WHAT TO WORK ON: Reproduce the records starting with the line containing "segment the white speck on leaf" and continuing through the end of the records, with both ends included and the requests kept in. Rescale every pixel coordinate in the answers by multiplying it by 1.45 and rounding to the nearest whole number, with halves rounded up, and omit the pictures.
─── GIVEN ENTRIES
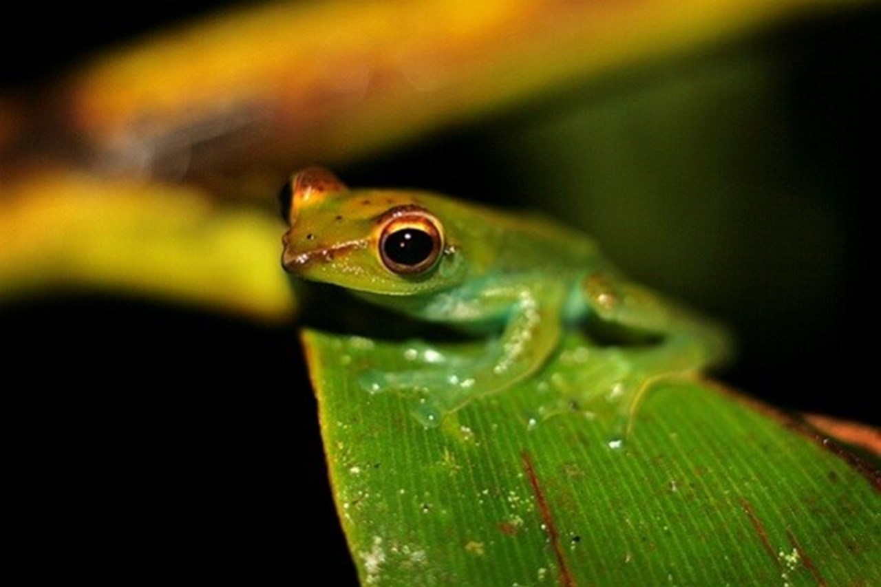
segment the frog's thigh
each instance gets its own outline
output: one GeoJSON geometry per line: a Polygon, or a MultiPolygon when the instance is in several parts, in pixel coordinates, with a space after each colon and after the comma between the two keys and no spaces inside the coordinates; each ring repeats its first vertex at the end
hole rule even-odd
{"type": "Polygon", "coordinates": [[[656,294],[611,276],[589,275],[581,282],[584,297],[600,319],[648,332],[670,329],[669,307],[656,294]]]}

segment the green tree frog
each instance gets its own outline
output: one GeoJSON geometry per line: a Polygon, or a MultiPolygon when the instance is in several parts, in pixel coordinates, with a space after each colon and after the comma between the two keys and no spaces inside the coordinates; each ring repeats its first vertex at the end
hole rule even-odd
{"type": "Polygon", "coordinates": [[[628,281],[589,238],[541,216],[424,191],[351,189],[320,167],[294,174],[280,198],[289,272],[490,335],[477,355],[424,343],[411,368],[361,374],[369,391],[418,391],[426,426],[540,372],[566,329],[630,341],[587,355],[585,368],[606,375],[585,378],[596,389],[579,394],[618,395],[623,412],[659,377],[729,355],[722,329],[628,281]]]}

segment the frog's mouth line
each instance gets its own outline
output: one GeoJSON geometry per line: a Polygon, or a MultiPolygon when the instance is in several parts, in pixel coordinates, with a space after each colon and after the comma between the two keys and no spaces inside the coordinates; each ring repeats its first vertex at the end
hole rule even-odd
{"type": "Polygon", "coordinates": [[[296,271],[312,263],[321,261],[322,263],[330,263],[339,255],[344,255],[350,251],[359,249],[366,249],[369,244],[367,239],[357,239],[355,241],[346,241],[339,242],[330,247],[313,249],[303,253],[295,253],[288,246],[288,235],[285,234],[283,239],[285,243],[285,253],[282,256],[282,264],[285,269],[296,271]]]}

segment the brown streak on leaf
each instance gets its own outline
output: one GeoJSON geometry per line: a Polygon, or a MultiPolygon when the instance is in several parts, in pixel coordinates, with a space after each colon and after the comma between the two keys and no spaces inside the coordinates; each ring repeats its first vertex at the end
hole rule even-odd
{"type": "Polygon", "coordinates": [[[817,584],[820,585],[820,587],[826,587],[829,583],[823,579],[823,576],[820,575],[819,569],[817,568],[814,561],[808,557],[807,553],[805,553],[804,549],[802,548],[802,545],[798,544],[798,540],[796,539],[796,535],[793,534],[792,531],[788,528],[786,529],[786,534],[789,537],[789,542],[792,544],[793,548],[795,548],[796,552],[798,553],[798,557],[801,559],[804,568],[811,571],[814,580],[817,581],[817,584]]]}
{"type": "Polygon", "coordinates": [[[554,554],[557,557],[557,566],[559,567],[559,584],[563,587],[575,587],[575,581],[572,577],[572,573],[566,564],[563,557],[563,548],[559,544],[559,532],[557,531],[557,524],[554,523],[553,515],[551,513],[551,507],[544,494],[542,492],[536,470],[532,466],[532,459],[525,450],[521,453],[523,460],[523,468],[526,470],[526,476],[529,478],[529,485],[532,487],[532,493],[536,496],[536,502],[538,504],[538,510],[542,514],[542,522],[544,524],[544,531],[547,532],[548,539],[553,546],[554,554]]]}
{"type": "Polygon", "coordinates": [[[875,491],[881,493],[881,471],[873,467],[870,463],[867,463],[847,447],[831,438],[822,430],[818,429],[811,422],[715,382],[704,379],[702,383],[707,387],[711,387],[730,398],[738,404],[756,410],[768,418],[777,420],[781,426],[813,441],[815,444],[825,449],[847,463],[852,469],[869,481],[875,491]]]}
{"type": "Polygon", "coordinates": [[[768,540],[768,534],[765,531],[765,526],[762,524],[762,521],[759,520],[756,516],[756,513],[752,511],[752,506],[746,501],[746,498],[740,498],[739,502],[740,507],[743,508],[744,512],[746,514],[746,517],[749,518],[750,524],[751,524],[752,527],[755,528],[756,534],[759,535],[759,539],[762,541],[762,546],[765,546],[765,551],[767,552],[774,564],[780,567],[780,559],[777,558],[777,553],[774,552],[774,546],[771,546],[771,541],[768,540]]]}

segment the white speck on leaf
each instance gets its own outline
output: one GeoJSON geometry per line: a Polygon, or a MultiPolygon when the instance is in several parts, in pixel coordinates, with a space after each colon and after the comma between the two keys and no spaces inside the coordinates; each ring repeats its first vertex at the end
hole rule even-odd
{"type": "Polygon", "coordinates": [[[379,580],[380,568],[386,560],[385,551],[382,550],[382,539],[374,536],[374,544],[370,550],[359,553],[359,556],[364,561],[364,571],[367,574],[366,582],[368,583],[376,583],[379,580]]]}

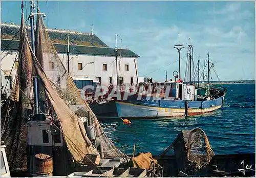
──────
WRITTEN RESPONSE:
segment the white speck on leaf
each instance gets its own outline
output: one GeoJSON geometry per line: a Polygon, or a MultiPolygon when the instance is in several parts, in pixel coordinates, with a space after each colon and after the comma between the two keys and no spaces inside the coordinates; each ring repeats its first vertex at the end
hole rule even-odd
{"type": "Polygon", "coordinates": [[[550,841],[551,824],[560,812],[558,799],[554,798],[554,782],[542,777],[542,789],[537,798],[521,802],[521,806],[528,813],[528,828],[532,832],[531,844],[534,845],[545,845],[550,841]]]}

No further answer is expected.